> [TEXTAUSZUG]
○ ○ ○ ○ ○ ○ ○

# 2 Computer via Internet verbinden?



## SilverVegeto (12. Dezember 2006)

Hallo,
ich möchte gerne 2 Computer via Internet verbinden.
Grund: Wir möchten größere Datenmengen (GB-Einheiten) hin und her bewegen.
Gibt es dafür ein bestimmtes Tool?

Bitte als Lösung kein Webspace mit Down- und Upload angeben, da diese Möglichkeit viel zu viel Zeit in Anspruch nimmt.


----------



## Norbert Eder (13. Dezember 2006)

FTP, SCP wären Möglichkeiten.


----------



## GiFt-ZwErG (13. Dezember 2006)

Entweder ihr realisiert dieses Vorhaben über das HTTP oder FTP Protokoll, sprich einer macht nen Web- oder FTP-Server auf und der andere connectet, oder ihr gebt einfach den Ordner um Netzwerk frei und routet euch die Ports ( wenn ihr Router habt ) auf euren PC weiter. VPN-Tunnel wäre auch noch ne Variante aber etwas schwieriger zu konfigurieren.

○ ○ ○ ○ ○ ○ ○

> [QUELLDATEN]

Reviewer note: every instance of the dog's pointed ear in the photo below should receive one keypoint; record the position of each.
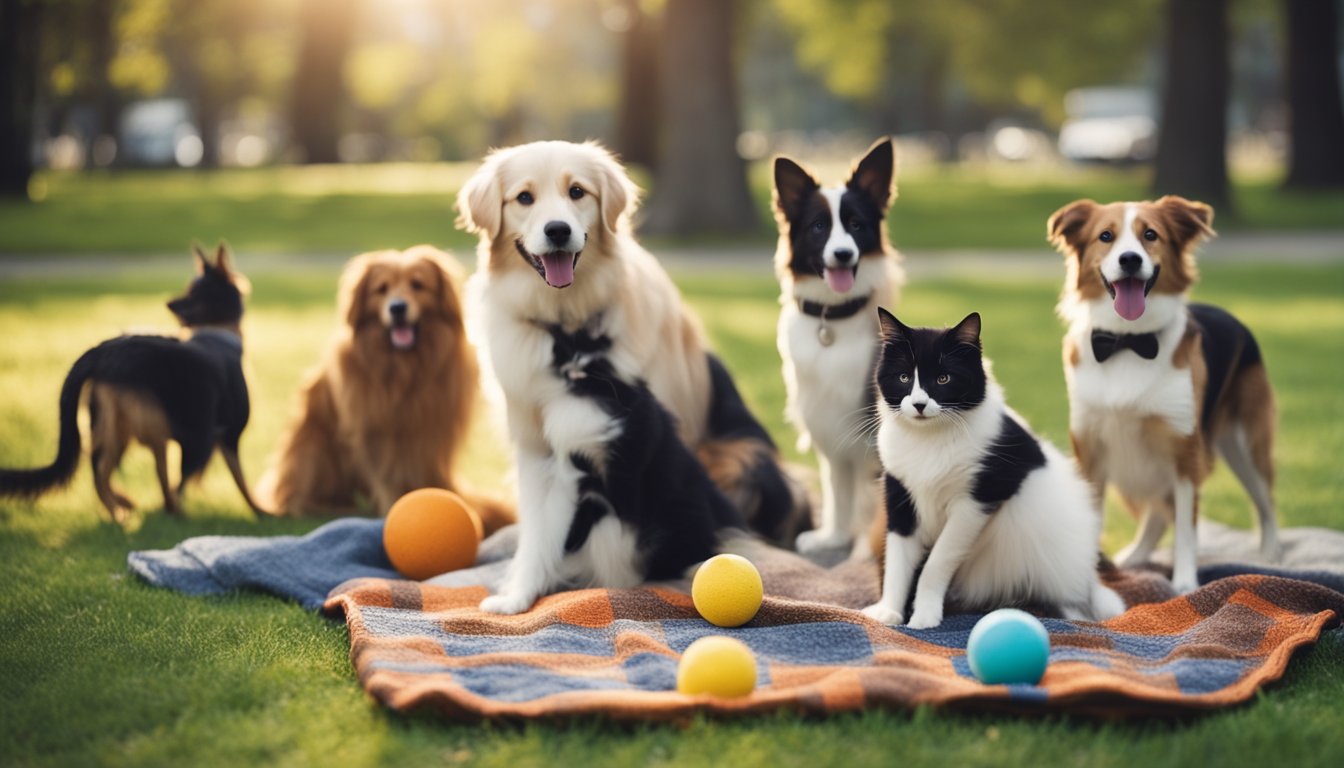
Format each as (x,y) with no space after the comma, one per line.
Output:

○ ○ ○ ○ ○ ○ ○

> [AUFGABE] Kopieren Sie den Forenthread über das Verbinden zweier Computer via Internet vollständig und unverändert. Die Auflistung wird hier nicht benötigt.

> [VOLLSTÄNDIGE ANTWORT]
# 2 Computer via Internet verbinden?



## SilverVegeto (12. Dezember 2006)

Hallo,
ich möchte gerne 2 Computer via Internet verbinden.
Grund: Wir möchten größere Datenmengen (GB-Einheiten) hin und her bewegen.
Gibt es dafür ein bestimmtes Tool?

Bitte als Lösung kein Webspace mit Down- und Upload angeben, da diese Möglichkeit viel zu viel Zeit in Anspruch nimmt.


----------



## Norbert Eder (13. Dezember 2006)

FTP, SCP wären Möglichkeiten.


----------



## GiFt-ZwErG (13. Dezember 2006)

Entweder ihr realisiert dieses Vorhaben über das HTTP oder FTP Protokoll, sprich einer macht nen Web- oder FTP-Server auf und der andere connectet, oder ihr gebt einfach den Ordner um Netzwerk frei und routet euch die Ports ( wenn ihr Router habt ) auf euren PC weiter. VPN-Tunnel wäre auch noch ne Variante aber etwas schwieriger zu konfigurieren.